Long-term prosperity depends on family values

They may not be that common in the real world, but in political circles there’s a lot of people who declare themselves to be both economically and socially liberal – usually with a slight edge of self-congratulation to their words.

Liberalism isn’t the only thing these concepts have in common, there’s also a causal link between the two: The practical application of economic liberalism is what makes social liberalism viable. A free economy creates wealth, opportunity and mobility – and those in turn enable people to choose from a range of different lifestyles.

As Joel Kotkin explains at NewGeography.com this choice is transforming social structures:

  • “For most of human history, the family — defined by parents, children and extended kin — has stood as the central unit of society. In Europe, Asia, Africa and, later, the Americas and Oceania, people lived, and frequently worked, as family units.
  • Today, in the high-income world and even in some developing countries, we are witnessing a shift to a new social model. Increasingly, family no longer serves as the central organizing feature of society. An unprecedented number of individuals — approaching upwards of 30% in some Asian countries — are choosing to eschew child bearing altogether and, often, marriage as well.”

Kotkin calls this phenomenon “post-familialism”, which though made possible by economic change, is also cultural in nature:

  • “The widespread movement away from traditional values — Hindu, Muslim, Judeo-Christian, Buddhist or Confucian — has also undermined familialism. Traditional values have almost without exception been rooted in kinship relations. The new emerging social ethos endorses more secular values that prioritise individual personal socioeconomic success as well as the personal quest for greater fulfilment.”

Social liberals, whether economically liberal or illiberal, celebrate this cultural shift as a triumph of individual expression and personal autonomy. But what they overlook is that post-familial societies are doomed:

  • “The most obvious impact from post-familialism lies with demographic decline. It is already having a profound impact on fiscal stability in, for example, Japan and across southern Europe. With fewer workers contributing to cover pension costs, even successful places like Singapore will face this same crisis in the coming decade.”

Do the maths: If each woman has an average of 1.4 children (as is already the case in several countries) then that means that the number of babies born – and thus, in due course, the non-immigrant workforce – halves every two generations.

But we don’t have to wait that long for post-familialism to wreck the economy:

  • “A society that is increasingly single and childless is likely to be more concerned with serving current needs than addressing the future oriented requirements of children… We could tilt more into a ‘now’ society, geared towards consuming or recreating today, as opposed to nurturing and sacrificing for tomorrow.”

Arguably this is already happening, as demonstrated the unprecedented peacetime build-up of private and public sector debt. Kotkin also notes that “younger people tend to drive technological change, and their absence from the workforce will slow innovation.”

And there you have it: Record levels of debt, but fewer people and less growth to pay for it. So while prosperity promotes personal freedom, the reverse does not necessarily apply.

■ **EXTRACTED DATA**
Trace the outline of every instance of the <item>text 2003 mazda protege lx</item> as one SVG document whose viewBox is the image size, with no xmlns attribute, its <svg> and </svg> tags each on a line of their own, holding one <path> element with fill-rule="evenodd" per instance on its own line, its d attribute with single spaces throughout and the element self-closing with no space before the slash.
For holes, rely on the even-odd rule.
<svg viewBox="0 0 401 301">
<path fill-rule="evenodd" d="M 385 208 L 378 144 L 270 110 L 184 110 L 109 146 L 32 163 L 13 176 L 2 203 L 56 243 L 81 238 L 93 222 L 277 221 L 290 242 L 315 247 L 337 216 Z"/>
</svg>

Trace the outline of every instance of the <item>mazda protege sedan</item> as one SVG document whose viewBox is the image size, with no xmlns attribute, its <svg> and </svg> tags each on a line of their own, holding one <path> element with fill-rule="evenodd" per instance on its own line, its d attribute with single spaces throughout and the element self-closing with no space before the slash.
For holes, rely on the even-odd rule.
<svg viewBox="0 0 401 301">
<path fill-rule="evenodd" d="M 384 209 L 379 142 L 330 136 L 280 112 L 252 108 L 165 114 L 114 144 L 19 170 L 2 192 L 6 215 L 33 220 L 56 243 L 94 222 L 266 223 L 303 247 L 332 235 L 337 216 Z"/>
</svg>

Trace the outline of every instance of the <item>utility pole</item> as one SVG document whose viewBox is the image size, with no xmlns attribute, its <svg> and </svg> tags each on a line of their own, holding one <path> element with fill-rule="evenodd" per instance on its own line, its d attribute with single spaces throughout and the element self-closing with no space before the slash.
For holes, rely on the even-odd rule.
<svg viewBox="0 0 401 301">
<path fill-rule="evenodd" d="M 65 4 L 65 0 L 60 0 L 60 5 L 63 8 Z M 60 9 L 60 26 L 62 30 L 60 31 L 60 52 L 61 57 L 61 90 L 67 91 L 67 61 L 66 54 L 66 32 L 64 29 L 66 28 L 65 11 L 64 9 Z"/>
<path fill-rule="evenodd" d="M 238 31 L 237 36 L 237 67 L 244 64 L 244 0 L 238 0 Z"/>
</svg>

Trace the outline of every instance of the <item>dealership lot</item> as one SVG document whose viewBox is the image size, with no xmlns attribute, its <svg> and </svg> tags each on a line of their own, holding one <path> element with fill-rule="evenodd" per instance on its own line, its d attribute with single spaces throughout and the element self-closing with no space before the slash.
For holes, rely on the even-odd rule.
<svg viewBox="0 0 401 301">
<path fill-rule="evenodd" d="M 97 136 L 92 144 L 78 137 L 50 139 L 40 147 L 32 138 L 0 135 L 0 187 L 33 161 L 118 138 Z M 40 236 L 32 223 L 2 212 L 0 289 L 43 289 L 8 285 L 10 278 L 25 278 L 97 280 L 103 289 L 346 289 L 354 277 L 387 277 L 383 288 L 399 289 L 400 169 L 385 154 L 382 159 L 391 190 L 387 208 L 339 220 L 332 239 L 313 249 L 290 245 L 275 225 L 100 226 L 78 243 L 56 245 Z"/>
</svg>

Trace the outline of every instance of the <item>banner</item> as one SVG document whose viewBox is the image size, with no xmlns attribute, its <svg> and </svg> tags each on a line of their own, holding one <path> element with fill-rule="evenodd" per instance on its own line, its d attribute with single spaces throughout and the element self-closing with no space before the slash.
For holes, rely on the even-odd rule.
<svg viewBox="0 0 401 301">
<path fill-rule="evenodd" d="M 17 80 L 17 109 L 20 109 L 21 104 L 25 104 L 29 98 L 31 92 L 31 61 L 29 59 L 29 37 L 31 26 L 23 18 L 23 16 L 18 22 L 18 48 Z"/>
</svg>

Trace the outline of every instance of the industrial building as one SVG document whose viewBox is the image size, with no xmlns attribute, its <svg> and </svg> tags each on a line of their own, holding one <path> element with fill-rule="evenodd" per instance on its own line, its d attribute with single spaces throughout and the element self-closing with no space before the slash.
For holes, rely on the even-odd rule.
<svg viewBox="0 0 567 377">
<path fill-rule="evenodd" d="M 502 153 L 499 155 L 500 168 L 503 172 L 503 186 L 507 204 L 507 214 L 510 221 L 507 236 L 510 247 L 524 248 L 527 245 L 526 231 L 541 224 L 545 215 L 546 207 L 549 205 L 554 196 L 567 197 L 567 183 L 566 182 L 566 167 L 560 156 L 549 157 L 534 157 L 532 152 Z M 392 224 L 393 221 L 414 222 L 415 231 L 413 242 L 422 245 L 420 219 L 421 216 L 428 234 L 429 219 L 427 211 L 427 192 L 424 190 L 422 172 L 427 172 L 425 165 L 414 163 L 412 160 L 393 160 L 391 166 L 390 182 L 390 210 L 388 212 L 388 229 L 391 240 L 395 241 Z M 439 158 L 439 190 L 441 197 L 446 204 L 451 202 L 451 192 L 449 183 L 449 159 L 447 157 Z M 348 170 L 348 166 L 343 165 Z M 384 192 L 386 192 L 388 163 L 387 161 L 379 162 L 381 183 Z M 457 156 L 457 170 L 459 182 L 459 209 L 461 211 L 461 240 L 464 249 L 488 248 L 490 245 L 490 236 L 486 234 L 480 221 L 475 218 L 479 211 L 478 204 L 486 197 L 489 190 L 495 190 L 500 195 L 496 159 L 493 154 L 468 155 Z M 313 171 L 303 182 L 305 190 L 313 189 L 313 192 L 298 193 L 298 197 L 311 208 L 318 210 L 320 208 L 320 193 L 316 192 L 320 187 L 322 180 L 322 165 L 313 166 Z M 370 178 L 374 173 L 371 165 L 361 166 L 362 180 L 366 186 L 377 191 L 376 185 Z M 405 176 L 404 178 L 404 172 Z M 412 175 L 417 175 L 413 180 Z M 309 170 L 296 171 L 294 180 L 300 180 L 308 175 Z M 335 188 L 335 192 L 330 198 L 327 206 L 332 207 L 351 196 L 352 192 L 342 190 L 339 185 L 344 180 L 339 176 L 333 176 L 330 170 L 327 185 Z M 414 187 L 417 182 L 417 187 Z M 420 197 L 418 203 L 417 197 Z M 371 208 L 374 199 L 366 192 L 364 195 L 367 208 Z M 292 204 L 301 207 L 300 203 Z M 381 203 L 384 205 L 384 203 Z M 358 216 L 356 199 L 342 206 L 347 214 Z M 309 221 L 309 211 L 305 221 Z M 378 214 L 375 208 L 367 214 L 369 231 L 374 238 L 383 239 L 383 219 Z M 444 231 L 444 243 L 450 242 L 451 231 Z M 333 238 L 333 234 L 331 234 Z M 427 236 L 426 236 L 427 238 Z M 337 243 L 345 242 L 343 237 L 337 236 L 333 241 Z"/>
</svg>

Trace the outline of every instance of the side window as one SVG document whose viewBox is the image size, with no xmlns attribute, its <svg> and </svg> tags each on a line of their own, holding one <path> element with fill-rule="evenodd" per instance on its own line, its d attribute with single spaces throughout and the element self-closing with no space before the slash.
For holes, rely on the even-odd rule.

■ **WHAT IS NEEDED**
Write out the stretch of the family values article from "Arguably this is" through "not necessarily apply." again, swapping "innovation" for "progress".

■ **TASK OUTPUT**
Arguably this is already happening, as demonstrated the unprecedented peacetime build-up of private and public sector debt. Kotkin also notes that “younger people tend to drive technological change, and their absence from the workforce will slow progress.”

And there you have it: Record levels of debt, but fewer people and less growth to pay for it. So while prosperity promotes personal freedom, the reverse does not necessarily apply.